Dr. Paul Jacob Bhatti is a Pakistani politician and well-known surgeon. He is the former federal minister in charge of National Harmony and Minorities Affairs. 
He served as a minister in the government of President of Pakistan Asif Ali Zardari.

Biography

Early life
He obtained his basic degree of Doctor in Medicine, and Surgery (MD) from the University of Padua in Italy.  He also attended the Université catholique de Louvain in Belgium. He received his post-graduation eq: FRCS from the University of Padua, and a Masters in Plastic and Cosmetic Surgery from the same university in 2008,

Medical career
He has been working as a surgeon in various hospitals of, Belgium, Netherlands, United Kingdom, France, Pakistan and currently Italy.

Politics

Dr. Paul Bhatti worked very closely with his late brother Shahbaz Bhatti to uplift the marginalized and oppressed sectors of the society. He is committed to promote religious freedom, human equality and social justice. He was the main advisor and financial supporter to Shahbaz Bhatti with his fight against all types of injustices in Pakistan.

After the assassination of his brother Shahbaz, Dr. Bhatti was offered a portfolio of Federal ministry of his brother and was elected Chairman of the All Pakistan Minorities Alliance, a movement founded by his late brother. He established the welfare organisations Shahbaz Bhatti Memorial Trust (SBMT) in Pakistan and Missione Shahbaz Bhatti (MSB) in Italy to continue the vision and the mission of his brother who was assassinated on 2 March 2012 by an extremist group in Islamabad. The SBMT was officially inaugurated by the President of Pakistan, Asif Ali Zardari.

During his position of Minister he has visited several countries of the world where he was welcomed and appreciated for his courageous work by head of states, political and religious leaders, human social activist in: Canada, US, UK, Germany, France,S.Korea, Spain, Hungary, Poland, Middle East, Asia. He held several seminars on Human Equality and religious persecution. In particularly he raised his voice in united nations, EU Parliament, UK house of common to support innocent Victims of violence. He helped to build welfare institutions: hospitals, schools, training centers (for job opportunities). He  always lauded religious freedom as a symbol of basic human right and dignity. He voiced a strong message of freedom and democracy in area Where basic human rights are very frequently violated.

§ TASK ITEM A
According to the biography of Paul Bhatti, which university awarded him his degree of Doctor in Medicine and Surgery?
§ TASK ITEM B
Write a continuation of the biography of Paul Bhatti, beginning after its final sentence.

§ RECORDED DATA
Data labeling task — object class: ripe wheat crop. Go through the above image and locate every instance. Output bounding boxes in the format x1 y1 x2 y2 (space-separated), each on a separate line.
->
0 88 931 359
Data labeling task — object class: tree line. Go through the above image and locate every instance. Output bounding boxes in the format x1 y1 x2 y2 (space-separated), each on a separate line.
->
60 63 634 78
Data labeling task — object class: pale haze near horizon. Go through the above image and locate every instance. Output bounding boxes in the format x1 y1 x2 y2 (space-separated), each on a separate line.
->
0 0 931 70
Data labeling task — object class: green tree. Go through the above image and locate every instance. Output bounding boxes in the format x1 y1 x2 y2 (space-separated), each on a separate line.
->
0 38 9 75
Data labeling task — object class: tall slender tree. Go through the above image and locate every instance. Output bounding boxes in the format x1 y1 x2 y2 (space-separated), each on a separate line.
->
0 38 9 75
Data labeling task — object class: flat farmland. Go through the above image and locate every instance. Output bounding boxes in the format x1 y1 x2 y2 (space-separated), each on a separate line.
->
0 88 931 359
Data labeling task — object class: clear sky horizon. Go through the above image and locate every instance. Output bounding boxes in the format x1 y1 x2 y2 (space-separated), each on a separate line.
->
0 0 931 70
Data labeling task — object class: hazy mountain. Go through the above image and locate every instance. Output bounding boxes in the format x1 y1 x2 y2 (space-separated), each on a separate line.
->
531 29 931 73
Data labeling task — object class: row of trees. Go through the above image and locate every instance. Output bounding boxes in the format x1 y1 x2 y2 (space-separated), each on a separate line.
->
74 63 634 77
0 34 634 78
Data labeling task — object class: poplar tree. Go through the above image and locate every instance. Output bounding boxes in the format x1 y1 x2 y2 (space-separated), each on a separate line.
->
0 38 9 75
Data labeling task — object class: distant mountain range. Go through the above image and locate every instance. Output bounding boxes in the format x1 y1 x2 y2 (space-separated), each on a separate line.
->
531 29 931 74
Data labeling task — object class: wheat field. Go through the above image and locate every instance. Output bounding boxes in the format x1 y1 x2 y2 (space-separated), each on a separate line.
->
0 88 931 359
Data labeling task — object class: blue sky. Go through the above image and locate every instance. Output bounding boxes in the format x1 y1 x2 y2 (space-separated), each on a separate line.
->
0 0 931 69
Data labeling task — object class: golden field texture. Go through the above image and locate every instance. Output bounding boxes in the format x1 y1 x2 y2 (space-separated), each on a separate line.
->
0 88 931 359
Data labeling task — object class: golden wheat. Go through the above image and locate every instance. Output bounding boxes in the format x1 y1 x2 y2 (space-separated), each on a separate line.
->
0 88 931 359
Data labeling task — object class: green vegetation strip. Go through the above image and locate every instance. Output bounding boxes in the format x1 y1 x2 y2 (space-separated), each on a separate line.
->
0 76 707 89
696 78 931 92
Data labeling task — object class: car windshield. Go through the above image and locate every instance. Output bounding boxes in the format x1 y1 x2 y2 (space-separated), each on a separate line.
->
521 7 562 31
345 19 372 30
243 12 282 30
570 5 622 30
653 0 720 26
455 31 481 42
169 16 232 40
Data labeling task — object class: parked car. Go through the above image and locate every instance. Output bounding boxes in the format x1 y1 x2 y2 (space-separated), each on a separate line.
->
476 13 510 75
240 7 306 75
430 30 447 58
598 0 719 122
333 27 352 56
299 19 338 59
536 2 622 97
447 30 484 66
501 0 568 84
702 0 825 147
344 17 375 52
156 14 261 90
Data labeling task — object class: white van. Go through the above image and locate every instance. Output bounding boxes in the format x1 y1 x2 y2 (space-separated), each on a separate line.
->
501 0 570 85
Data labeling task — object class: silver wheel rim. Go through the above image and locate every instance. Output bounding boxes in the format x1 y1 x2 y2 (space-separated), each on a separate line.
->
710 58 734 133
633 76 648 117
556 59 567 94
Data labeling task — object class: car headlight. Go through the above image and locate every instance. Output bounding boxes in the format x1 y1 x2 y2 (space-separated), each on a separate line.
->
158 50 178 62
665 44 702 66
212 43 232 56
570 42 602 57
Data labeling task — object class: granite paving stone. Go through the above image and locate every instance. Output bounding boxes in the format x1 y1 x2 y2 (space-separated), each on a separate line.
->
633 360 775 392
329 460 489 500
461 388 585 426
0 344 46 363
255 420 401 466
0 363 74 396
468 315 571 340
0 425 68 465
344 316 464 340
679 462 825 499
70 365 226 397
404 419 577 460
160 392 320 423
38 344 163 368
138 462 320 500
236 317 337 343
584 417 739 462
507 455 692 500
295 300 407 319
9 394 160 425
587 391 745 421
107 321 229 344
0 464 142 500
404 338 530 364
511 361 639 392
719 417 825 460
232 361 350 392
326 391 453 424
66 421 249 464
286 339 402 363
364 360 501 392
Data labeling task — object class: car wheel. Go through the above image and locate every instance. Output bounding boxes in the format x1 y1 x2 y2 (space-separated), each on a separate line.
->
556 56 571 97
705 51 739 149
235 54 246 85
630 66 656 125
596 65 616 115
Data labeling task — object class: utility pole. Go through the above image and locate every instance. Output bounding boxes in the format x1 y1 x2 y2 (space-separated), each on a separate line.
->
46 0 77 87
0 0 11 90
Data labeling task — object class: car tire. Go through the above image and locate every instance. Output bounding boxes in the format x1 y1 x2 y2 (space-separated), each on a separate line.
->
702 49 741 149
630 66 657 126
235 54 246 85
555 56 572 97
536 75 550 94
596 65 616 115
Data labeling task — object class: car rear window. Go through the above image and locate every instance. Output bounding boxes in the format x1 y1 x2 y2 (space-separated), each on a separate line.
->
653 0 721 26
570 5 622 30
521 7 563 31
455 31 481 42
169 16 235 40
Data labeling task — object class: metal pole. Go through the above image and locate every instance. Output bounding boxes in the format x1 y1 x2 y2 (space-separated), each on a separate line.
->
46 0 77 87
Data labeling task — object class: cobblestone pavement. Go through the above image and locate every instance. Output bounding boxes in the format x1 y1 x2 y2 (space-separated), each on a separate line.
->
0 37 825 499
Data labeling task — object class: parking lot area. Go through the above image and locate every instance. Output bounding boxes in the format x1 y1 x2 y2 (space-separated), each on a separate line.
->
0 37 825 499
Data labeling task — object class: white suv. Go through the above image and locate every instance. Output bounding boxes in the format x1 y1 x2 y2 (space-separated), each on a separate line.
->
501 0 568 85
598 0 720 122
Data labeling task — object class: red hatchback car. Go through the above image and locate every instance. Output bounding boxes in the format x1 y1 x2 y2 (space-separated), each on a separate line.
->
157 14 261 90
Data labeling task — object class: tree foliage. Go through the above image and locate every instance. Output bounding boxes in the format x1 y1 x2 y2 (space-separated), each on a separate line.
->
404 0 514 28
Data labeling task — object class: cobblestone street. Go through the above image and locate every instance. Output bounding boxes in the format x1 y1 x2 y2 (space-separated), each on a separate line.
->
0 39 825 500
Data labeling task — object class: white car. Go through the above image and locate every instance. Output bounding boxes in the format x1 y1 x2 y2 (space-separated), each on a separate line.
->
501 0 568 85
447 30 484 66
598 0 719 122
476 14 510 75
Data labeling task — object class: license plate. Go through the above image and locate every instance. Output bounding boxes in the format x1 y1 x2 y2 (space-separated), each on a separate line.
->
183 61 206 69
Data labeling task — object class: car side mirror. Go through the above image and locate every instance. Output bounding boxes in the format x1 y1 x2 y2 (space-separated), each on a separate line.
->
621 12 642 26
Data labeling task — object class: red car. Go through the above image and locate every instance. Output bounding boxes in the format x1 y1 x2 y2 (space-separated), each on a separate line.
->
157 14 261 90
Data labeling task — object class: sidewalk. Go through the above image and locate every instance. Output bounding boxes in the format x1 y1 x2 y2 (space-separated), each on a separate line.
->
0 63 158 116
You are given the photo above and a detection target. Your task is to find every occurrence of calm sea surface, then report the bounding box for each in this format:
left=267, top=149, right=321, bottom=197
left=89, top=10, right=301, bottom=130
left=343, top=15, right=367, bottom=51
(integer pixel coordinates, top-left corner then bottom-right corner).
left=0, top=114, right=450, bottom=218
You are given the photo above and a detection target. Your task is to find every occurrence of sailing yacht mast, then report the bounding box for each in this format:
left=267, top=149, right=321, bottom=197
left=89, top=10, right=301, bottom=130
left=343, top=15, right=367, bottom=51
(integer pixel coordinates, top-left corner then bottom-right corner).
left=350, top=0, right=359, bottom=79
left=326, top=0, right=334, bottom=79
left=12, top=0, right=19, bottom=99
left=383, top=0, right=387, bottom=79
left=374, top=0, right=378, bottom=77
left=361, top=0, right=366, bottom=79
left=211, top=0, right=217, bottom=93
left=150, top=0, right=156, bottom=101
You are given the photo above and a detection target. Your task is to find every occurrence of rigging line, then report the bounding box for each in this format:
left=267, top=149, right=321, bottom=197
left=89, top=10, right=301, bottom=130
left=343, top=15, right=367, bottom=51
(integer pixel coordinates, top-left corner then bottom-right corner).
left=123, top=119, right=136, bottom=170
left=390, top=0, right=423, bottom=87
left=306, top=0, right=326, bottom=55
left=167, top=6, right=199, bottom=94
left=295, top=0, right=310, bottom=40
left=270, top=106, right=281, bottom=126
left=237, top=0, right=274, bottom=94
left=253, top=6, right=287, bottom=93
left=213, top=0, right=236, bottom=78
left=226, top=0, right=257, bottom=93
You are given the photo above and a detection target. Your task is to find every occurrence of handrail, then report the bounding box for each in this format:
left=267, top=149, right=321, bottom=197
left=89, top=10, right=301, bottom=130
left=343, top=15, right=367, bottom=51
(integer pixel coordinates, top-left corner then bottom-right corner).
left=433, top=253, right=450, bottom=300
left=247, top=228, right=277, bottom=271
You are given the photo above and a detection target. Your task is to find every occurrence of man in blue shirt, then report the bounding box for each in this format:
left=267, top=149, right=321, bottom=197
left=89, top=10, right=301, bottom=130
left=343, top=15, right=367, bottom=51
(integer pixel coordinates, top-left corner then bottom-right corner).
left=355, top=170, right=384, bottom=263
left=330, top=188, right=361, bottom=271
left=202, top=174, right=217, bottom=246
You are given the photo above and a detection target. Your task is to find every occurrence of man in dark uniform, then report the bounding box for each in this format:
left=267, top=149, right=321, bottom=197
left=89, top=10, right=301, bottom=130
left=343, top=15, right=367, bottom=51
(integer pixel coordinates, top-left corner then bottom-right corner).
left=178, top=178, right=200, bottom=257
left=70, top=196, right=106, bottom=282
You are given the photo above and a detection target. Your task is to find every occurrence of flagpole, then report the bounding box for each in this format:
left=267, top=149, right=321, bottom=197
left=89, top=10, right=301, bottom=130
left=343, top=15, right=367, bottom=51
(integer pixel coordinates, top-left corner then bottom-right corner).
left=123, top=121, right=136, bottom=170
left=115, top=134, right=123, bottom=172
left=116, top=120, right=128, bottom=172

§ EXERCISE RESULT A
The University of Padua in Italy.

§ EXERCISE RESULT B
In the course of his struggle, he supported and saved several innocent victims of violence and specially got involved in the protection of (Rimsha Masih blasphemy case) a girl of 14 years, putting his own life in risk. Rimsha was falsely accused of blasphemy by an imam of the area, who later was detained on 1 September 2012, for desecrating the Quran himself and tampering with evidence.

Dr.Bhatti's main focus is on political, social and economical stability in the country thus bringing a peaceful society, where people from diverse faiths can live together without fear. To achieve these objectives, he is working on the following:

Promotion of inter-religious dialogue and relationship among people of diverse faiths.
Promotion of education, especially the quality of education with the hope to eliminate all curriculum which is the cause of hate, discrimination and division in Pakistan among the majority and minority groups.
Economical empowerment of women and marginalised sectors of the community.
Equal and elected representation of Religious Minorities in all political forums of the country.
Community development.
Legal assistance and protection of innocent victims of hate crimes.

Within these areas of focus, Dr. Bhatti did the following:
Hosted and participated as a keynote speaker in several conferences both nationally and internationally, on religious freedom , education and terrorism mainly in Canada, France, Germany, Italy, Pakistan, Poland, Russia, Spain, Sri Lanka, United Kingdom, United States of America. He believes the elimination of poverty, religious terrorism and  extremism is the key objective to create peace and harmony in the world.

His main achievement are:
Awarded over 4000 scholarships to needy and talented students of all levels of education, studying at national and international institutions.
Repaired, renovated and newly constructed schools and religious institutions.
Established drinking water and irrigation projects for needy and disadvantaged communities.
Provided legal support and protection for innocent victims of hate crimes.
Established a justice and advocacy network.
Proposed to the Government of Pakistan to increase the number of seats for religious minorities in all political forums of the country.
Proposed the right of a dual voting system to the Government of Pakistan ensuring Religious Minorities that their representatives in the Provincial and Federal Parliament are elected.
Dr. Bhatti continues his struggle as Chairman of All Pakistan Minorities Alliance (APMA), Shahbaz Bhatti Memorial Trust (SBMT), Missione Shahbaz Bhatti. Further, he appealed to the international community to support his struggle to bring peace, harmony in the world and an end to the fear and violence. He established a  justice and advocacy network to uplift marginalized  sectors of society through inter-religious dialogue and relationship, education and economic empowerment.

On 22 October 2013, Dr. Paul Bhatti with Canadian High Commissioner to Pakistan Greg Giokas inaugurated a new solar-powered irrigation plant-irrigation in the village of Khushpur in Punjab.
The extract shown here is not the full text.